Document excerpt -
========================================

The answers to all your cupcake questions

Who can say no to a cupcake? Certainly not me! Today, I’m lucky enough to have chef Tony O’Reilly with me to unravel the ins and outs of making the perfect cupcake.

 Like cheese and wine - Cupcakes and parties

Like cheese and wine - Cupcakes and parties

When does a cupcake become a muffin?

A cupcake will never be a muffin! Cupcakes and muffins are usually around the same size and look similar but there are subtle differences:

  1. Unlike cupcakes, a muffin mix usually has something solid added to the base mix such as blueberries, raspberries or chocolate nibs.
  2. Cupcakes are usually topped with a piped frosting and decorated with a representation of their flavour (such as chocolate) whereas muffins are usually dusted with icing sugar or a thin coating of fondant.
  3. The basic mixture might be different too - some recipes suggest making muffins with oil.

========================================

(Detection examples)
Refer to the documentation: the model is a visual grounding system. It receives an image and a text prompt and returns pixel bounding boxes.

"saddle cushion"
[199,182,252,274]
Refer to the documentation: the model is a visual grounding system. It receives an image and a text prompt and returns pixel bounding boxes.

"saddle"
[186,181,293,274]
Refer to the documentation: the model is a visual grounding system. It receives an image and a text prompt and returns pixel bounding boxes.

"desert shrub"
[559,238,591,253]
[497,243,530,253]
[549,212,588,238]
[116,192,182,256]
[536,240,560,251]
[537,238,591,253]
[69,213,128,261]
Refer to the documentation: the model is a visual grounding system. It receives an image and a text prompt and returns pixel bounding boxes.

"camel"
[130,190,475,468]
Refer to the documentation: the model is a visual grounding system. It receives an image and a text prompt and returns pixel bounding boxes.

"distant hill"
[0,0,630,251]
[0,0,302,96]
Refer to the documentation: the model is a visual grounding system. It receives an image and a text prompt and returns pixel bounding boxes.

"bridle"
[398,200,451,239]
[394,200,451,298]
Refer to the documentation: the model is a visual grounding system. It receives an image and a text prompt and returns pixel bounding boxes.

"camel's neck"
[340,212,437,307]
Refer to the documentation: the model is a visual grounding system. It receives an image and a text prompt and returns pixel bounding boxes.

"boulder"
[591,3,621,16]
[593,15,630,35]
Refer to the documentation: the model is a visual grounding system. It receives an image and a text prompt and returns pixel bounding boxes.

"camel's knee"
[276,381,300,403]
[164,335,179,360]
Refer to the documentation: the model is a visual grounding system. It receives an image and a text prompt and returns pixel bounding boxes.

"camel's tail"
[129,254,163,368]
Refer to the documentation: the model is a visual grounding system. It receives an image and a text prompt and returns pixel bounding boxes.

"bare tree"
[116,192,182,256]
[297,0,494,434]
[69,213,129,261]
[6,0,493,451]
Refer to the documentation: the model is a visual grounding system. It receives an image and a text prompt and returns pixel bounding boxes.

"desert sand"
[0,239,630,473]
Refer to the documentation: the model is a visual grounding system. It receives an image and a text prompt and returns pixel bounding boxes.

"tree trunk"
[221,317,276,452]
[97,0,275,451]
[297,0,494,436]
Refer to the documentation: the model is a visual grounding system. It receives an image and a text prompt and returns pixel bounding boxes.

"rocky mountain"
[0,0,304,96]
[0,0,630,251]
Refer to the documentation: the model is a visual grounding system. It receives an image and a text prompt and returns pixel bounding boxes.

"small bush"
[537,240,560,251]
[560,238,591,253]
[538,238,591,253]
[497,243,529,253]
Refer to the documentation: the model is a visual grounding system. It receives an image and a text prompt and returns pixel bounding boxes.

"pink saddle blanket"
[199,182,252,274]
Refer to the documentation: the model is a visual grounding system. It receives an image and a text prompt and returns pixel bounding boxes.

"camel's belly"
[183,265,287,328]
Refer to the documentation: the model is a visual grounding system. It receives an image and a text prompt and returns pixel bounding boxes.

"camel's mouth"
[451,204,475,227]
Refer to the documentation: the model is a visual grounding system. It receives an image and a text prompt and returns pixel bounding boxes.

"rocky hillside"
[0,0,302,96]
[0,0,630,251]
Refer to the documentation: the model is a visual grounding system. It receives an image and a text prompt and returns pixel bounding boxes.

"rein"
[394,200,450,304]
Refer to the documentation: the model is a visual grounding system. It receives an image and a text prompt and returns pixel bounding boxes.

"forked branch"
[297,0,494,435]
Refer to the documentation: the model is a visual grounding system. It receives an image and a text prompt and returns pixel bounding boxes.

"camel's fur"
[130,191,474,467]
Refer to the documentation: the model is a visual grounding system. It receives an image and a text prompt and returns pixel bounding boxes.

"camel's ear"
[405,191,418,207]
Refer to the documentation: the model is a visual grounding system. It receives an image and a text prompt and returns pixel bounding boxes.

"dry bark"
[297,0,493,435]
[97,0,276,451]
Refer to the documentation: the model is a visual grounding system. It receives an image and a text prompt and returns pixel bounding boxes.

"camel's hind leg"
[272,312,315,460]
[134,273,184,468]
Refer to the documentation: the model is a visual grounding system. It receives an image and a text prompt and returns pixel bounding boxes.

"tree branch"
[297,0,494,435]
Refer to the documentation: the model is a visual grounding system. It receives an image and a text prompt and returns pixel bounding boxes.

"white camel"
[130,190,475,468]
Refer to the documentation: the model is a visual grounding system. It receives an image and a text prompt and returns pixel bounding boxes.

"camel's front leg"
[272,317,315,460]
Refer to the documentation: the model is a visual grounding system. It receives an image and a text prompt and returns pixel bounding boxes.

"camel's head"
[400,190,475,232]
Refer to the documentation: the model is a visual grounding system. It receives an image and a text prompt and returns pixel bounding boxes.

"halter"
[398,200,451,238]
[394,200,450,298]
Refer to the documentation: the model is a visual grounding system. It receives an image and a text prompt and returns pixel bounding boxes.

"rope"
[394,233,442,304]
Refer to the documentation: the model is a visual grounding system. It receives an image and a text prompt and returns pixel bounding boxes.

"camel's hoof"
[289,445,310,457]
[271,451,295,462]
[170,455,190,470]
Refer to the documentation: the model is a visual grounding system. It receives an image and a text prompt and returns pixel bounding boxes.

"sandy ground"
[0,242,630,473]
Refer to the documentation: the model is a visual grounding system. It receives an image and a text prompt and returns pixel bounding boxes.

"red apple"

========================================

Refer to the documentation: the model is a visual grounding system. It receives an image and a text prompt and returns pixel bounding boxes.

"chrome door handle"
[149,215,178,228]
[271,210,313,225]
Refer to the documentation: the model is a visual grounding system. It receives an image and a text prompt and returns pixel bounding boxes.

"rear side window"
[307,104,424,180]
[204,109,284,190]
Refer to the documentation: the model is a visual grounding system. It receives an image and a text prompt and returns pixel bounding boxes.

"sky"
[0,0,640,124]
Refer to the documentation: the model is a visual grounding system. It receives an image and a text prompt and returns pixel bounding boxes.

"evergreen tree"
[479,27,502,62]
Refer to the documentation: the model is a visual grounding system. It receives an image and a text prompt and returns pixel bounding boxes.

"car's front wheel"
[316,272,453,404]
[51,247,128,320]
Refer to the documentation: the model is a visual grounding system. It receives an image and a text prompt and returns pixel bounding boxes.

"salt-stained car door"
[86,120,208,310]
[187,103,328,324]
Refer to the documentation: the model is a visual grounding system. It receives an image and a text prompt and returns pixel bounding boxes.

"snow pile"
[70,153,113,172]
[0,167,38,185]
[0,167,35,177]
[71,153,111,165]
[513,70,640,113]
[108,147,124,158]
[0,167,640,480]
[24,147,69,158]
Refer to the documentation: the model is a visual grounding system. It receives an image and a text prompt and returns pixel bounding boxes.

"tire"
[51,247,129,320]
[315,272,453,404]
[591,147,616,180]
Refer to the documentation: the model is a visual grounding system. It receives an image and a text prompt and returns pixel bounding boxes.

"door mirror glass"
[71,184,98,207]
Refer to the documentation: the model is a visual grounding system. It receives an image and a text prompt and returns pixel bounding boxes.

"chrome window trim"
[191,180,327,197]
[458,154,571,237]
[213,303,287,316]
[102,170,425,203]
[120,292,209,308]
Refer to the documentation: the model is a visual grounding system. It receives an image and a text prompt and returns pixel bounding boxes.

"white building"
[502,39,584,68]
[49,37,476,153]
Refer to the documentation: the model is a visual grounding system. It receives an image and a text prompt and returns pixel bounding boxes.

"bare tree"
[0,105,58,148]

========================================

Task requirements -
1. Return each line of the records that contains the word "door", treating uppercase and lowercase as different.
2. Write the next part of the cupcake article, starting right after its last sentence.
The records bear no relation to the cupcake article.

The results -
1.
"chrome door handle"
"salt-stained car door"
"door mirror glass"

2.
My top tip: always use unsalted butter and a good cooking margarine.

Branded or own-label flour – does it make a difference?  

Yes, the flour does matter but because of the blend of flour rather than the brand - a good name usually means a superior blend (it could be a shop-branded quality product). Basically, you get what you pay for and, although I’m all for saving money, I want a balance between quality and price. A good-quality blend will be a finer-milled flour from selected wheat grains and is more likely give you a lighter finished product.

Does the age and quality of eggs make a difference?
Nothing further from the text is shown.